> [Records supplied]:
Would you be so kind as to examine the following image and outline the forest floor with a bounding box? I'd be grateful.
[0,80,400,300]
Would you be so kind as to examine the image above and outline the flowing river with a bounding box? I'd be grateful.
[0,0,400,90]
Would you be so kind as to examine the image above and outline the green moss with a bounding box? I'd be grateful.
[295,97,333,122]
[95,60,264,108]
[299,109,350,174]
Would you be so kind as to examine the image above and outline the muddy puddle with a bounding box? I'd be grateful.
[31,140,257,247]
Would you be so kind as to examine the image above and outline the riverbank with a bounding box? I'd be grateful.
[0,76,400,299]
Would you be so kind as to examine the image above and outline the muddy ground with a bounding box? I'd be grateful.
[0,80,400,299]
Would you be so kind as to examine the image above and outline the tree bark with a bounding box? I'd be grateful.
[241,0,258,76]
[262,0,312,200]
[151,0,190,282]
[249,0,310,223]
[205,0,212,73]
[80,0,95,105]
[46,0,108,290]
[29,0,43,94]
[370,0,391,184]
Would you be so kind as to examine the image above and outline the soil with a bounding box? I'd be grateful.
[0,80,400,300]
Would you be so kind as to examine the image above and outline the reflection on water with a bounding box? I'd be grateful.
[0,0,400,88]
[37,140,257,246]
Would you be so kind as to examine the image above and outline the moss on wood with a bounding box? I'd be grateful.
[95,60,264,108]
* * *
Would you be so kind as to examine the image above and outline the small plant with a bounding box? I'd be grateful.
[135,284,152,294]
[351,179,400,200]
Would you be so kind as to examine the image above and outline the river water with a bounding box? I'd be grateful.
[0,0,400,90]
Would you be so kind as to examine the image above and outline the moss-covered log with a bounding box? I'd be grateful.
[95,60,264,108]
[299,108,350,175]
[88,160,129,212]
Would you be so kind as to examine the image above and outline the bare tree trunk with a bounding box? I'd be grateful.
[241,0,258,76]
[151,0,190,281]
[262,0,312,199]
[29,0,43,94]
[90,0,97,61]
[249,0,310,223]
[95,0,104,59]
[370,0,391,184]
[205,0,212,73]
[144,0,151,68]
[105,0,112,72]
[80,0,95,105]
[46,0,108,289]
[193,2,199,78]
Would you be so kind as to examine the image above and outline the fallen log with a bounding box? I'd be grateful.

> [Goal of the exercise]:
Return each line above that contains the string "water", copying it unchanged.

> [Task response]:
Would you be so kind as to examine the image above and outline the reflection on water with a bounding box? I'd be grateful.
Would you be so kind as to examine the image above and outline the river water with a bounding box? I'd be grateful.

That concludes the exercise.